- **SET PROBLEM**
Copy the following lines verbatim.

-*-*-

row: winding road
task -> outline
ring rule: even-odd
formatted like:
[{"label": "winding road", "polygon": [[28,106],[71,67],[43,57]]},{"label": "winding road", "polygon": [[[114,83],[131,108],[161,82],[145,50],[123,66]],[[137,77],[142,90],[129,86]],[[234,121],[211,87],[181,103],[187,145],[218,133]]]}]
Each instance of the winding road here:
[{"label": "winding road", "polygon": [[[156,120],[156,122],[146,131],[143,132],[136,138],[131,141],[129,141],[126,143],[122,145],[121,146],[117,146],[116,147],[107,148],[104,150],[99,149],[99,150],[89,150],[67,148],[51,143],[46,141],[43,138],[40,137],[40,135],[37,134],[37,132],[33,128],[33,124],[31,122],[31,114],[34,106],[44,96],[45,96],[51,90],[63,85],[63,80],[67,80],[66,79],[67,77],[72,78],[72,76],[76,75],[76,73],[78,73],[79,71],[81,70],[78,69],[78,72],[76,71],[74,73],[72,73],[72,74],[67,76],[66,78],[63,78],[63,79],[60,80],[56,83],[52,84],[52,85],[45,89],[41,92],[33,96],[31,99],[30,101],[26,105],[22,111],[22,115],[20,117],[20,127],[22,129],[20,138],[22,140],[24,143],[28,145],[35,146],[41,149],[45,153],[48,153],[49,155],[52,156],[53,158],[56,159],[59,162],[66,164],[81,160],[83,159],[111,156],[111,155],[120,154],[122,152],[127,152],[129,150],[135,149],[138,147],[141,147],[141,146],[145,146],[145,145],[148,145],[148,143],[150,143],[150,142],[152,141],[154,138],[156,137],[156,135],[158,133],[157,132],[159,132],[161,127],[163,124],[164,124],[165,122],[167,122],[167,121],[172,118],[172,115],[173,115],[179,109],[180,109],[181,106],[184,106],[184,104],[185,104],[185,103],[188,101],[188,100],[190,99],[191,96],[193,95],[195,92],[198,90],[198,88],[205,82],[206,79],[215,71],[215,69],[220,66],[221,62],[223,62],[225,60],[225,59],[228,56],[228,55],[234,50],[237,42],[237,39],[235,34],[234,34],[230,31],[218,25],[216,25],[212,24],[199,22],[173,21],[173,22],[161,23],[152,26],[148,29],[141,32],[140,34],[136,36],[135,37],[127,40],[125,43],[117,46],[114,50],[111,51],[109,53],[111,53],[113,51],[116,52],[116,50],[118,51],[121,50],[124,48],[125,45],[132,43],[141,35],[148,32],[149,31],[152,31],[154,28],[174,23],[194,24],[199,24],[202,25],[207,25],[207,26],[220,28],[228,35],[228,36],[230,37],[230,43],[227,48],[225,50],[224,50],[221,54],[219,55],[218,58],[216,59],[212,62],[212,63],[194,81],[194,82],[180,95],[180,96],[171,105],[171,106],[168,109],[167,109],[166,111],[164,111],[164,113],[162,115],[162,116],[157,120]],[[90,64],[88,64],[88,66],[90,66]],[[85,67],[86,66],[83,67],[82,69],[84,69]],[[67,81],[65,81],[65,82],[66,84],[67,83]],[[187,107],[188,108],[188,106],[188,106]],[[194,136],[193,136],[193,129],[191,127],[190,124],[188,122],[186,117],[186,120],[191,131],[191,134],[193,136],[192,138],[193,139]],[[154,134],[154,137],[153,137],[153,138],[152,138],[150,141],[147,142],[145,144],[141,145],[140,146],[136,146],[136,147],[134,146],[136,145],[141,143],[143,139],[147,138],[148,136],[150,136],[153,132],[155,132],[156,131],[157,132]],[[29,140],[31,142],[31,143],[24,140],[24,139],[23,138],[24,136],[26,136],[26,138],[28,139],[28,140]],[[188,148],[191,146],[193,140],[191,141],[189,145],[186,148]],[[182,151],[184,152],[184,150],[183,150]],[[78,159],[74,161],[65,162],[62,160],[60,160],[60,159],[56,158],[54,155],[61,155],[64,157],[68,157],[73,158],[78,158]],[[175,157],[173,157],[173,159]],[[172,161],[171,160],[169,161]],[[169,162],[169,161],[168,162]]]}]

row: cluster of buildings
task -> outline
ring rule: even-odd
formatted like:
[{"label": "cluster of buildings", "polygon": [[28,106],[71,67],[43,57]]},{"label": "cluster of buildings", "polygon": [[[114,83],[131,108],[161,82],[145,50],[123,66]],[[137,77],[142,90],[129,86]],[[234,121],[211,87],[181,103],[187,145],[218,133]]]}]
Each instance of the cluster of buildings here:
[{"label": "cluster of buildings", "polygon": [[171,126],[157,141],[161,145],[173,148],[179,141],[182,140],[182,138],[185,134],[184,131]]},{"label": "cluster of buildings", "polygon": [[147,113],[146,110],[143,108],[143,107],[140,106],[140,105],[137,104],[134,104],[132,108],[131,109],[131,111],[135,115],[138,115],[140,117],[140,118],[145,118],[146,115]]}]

-*-*-

- **RESPONSE TO THE TASK**
row: winding road
task -> outline
ring rule: even-odd
formatted like:
[{"label": "winding road", "polygon": [[28,106],[71,67],[43,57]]},{"label": "winding road", "polygon": [[[114,83],[131,108],[161,82],[145,50],[123,66]],[[137,77],[142,90],[129,86]],[[234,121],[211,87],[181,103],[187,145],[218,133]]]}]
Each instance of the winding road here:
[{"label": "winding road", "polygon": [[[156,120],[156,122],[146,131],[143,132],[136,138],[131,141],[129,141],[126,143],[122,145],[121,146],[117,146],[116,147],[107,148],[104,150],[99,149],[99,150],[89,150],[67,148],[51,143],[46,141],[43,138],[40,137],[40,135],[37,134],[37,132],[33,128],[33,124],[31,122],[31,114],[34,106],[44,96],[45,96],[51,90],[63,85],[63,80],[67,80],[66,79],[67,77],[72,78],[72,76],[76,75],[76,73],[78,73],[79,71],[81,70],[78,69],[78,72],[76,71],[74,73],[72,73],[72,74],[67,76],[66,78],[63,78],[63,79],[60,80],[56,83],[52,84],[52,85],[45,89],[41,92],[33,96],[31,99],[30,101],[26,105],[22,111],[22,115],[20,117],[20,127],[22,129],[20,138],[22,140],[24,143],[28,145],[35,146],[41,149],[45,153],[48,153],[49,155],[52,156],[53,158],[56,159],[59,162],[66,164],[81,160],[83,159],[111,156],[111,155],[120,154],[122,152],[127,152],[129,150],[135,149],[138,147],[141,147],[141,146],[145,146],[145,145],[148,145],[148,143],[150,143],[150,142],[152,141],[154,138],[156,137],[156,135],[158,133],[157,132],[159,132],[161,127],[163,124],[164,124],[165,122],[167,122],[167,121],[172,118],[172,115],[173,115],[179,109],[180,109],[181,106],[184,106],[184,104],[185,104],[185,103],[188,101],[188,100],[190,99],[191,96],[193,95],[195,92],[198,90],[198,88],[205,82],[206,79],[215,71],[215,69],[220,66],[221,62],[223,62],[225,60],[225,59],[228,56],[228,55],[234,50],[237,42],[237,39],[235,34],[234,34],[230,31],[218,25],[216,25],[212,24],[199,22],[173,21],[173,22],[161,23],[152,26],[148,29],[141,32],[140,34],[136,36],[135,37],[127,40],[125,43],[117,46],[114,50],[111,51],[109,53],[111,53],[113,51],[116,52],[116,50],[118,51],[121,50],[124,48],[125,45],[132,43],[141,35],[148,32],[149,31],[152,31],[154,28],[174,23],[194,24],[199,24],[202,25],[207,25],[207,26],[220,28],[228,35],[228,36],[230,37],[230,43],[227,48],[225,50],[224,50],[221,54],[219,55],[218,58],[216,59],[212,62],[212,63],[194,81],[194,82],[180,95],[180,96],[171,105],[171,106],[168,109],[167,109],[166,111],[164,111],[164,113],[162,115],[162,116],[157,120]],[[90,64],[88,64],[88,66],[90,66]],[[85,67],[86,66],[83,67],[82,69],[84,69]],[[67,81],[65,81],[65,82],[66,84],[67,83]],[[187,107],[188,108],[188,106],[188,106]],[[194,136],[193,136],[193,129],[191,127],[190,124],[188,122],[186,117],[186,120],[191,131],[191,134],[193,136],[192,138],[193,139]],[[154,134],[154,137],[153,137],[153,138],[152,138],[150,141],[147,142],[145,144],[141,145],[140,146],[136,146],[136,147],[134,146],[136,145],[141,143],[143,139],[147,138],[148,136],[150,136],[153,132],[155,132],[156,131],[157,132]],[[29,140],[31,142],[31,143],[24,140],[24,139],[23,138],[24,136],[26,136],[26,138],[28,139],[28,140]],[[188,148],[191,146],[193,140],[191,141],[189,145],[186,148]],[[182,151],[184,152],[184,150],[183,150]],[[78,159],[74,161],[65,162],[62,160],[60,160],[60,159],[56,158],[54,155],[61,155],[64,157],[68,157],[73,158],[78,158]],[[175,157],[173,157],[173,159]],[[172,161],[171,160],[169,161]],[[169,162],[169,161],[168,162]]]}]

row: cluster of buildings
task -> outline
ring rule: even-odd
formatted like:
[{"label": "cluster of buildings", "polygon": [[28,106],[71,67],[43,57]]},{"label": "cluster of buildings", "polygon": [[[114,83],[131,108],[161,82],[145,50],[123,66]],[[137,77],[142,90],[129,86]],[[234,121],[211,87],[181,103],[187,145],[218,133]]]}]
Each instance of the cluster of buildings here:
[{"label": "cluster of buildings", "polygon": [[171,126],[157,141],[161,145],[173,148],[179,141],[182,140],[182,138],[185,134],[184,131]]},{"label": "cluster of buildings", "polygon": [[147,113],[146,110],[143,108],[143,107],[140,106],[140,105],[137,104],[134,104],[132,108],[131,109],[131,111],[135,115],[138,115],[140,117],[140,118],[145,118],[146,115]]}]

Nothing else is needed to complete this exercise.